* **TO DO**: Please state how many lines in the rows below contain the string "shorts". Reply with the number alone.

Entries from a point annotation set:

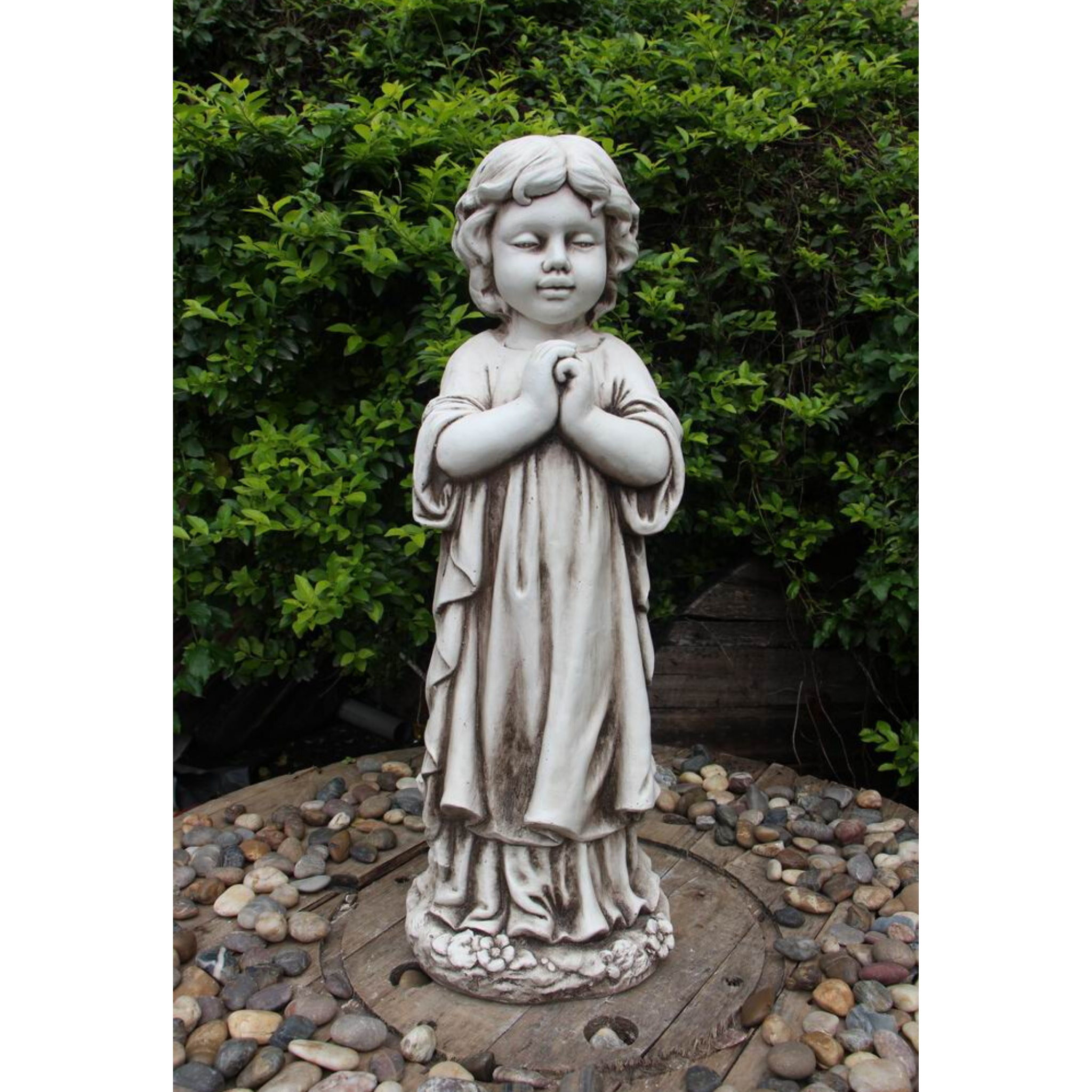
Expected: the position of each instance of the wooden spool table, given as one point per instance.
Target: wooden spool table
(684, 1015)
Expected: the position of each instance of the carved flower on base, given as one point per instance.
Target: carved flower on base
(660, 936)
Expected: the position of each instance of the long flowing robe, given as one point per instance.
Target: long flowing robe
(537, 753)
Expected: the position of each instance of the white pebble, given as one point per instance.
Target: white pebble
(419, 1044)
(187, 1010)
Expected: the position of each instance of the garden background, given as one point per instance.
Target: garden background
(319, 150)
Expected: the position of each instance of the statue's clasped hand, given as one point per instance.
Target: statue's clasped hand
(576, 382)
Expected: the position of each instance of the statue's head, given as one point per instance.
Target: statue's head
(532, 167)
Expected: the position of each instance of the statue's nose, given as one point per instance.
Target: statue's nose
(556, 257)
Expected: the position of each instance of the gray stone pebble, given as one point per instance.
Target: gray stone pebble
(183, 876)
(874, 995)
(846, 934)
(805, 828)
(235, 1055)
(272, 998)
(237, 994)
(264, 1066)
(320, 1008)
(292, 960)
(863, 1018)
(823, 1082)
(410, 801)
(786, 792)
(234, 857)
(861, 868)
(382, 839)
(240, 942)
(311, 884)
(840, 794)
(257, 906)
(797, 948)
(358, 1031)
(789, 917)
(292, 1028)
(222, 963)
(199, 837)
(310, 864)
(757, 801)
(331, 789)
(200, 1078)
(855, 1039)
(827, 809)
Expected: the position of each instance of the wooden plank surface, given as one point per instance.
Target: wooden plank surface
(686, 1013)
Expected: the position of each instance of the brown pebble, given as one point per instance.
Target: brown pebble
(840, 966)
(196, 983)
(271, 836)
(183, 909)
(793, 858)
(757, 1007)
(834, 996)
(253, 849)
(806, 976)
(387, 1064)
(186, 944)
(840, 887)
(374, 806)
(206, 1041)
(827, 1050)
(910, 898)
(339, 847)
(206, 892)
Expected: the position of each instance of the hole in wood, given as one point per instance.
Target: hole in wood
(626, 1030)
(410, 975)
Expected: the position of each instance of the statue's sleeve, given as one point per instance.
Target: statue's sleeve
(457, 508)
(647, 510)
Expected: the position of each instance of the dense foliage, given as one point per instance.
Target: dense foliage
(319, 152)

...

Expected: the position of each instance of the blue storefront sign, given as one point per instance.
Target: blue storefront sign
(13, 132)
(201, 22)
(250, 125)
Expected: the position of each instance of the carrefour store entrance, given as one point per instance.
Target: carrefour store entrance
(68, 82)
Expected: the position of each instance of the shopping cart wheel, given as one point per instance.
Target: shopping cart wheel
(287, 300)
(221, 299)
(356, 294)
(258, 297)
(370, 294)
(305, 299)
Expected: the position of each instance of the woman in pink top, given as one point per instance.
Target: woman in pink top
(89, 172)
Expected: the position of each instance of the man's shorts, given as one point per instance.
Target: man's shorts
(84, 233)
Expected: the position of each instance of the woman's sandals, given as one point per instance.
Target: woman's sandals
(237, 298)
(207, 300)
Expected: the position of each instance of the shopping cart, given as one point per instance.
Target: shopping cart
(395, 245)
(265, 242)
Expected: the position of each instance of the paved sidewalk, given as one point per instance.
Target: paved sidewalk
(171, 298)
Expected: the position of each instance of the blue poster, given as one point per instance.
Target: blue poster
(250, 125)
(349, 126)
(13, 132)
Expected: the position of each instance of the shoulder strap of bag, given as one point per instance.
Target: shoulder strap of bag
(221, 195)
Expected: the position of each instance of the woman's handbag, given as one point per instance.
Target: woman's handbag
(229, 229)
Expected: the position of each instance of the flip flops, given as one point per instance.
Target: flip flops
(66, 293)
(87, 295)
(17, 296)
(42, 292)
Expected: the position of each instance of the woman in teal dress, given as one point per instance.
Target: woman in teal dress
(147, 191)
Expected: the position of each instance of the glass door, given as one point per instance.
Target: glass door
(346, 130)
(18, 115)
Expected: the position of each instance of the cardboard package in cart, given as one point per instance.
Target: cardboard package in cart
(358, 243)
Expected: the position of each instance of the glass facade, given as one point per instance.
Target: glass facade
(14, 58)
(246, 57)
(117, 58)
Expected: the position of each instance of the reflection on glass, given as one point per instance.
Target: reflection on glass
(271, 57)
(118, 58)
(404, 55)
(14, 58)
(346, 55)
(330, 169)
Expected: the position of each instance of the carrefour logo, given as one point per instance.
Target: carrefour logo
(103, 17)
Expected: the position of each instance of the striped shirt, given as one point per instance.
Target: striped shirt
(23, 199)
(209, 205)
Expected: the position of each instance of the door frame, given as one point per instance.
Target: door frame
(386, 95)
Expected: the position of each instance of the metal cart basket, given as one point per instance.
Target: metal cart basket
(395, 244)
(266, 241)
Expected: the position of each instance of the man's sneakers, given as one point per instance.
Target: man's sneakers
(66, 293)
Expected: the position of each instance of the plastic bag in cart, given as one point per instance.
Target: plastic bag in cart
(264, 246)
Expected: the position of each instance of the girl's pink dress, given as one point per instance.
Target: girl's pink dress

* **RESPONSE FOR THIS EXERCISE**: 2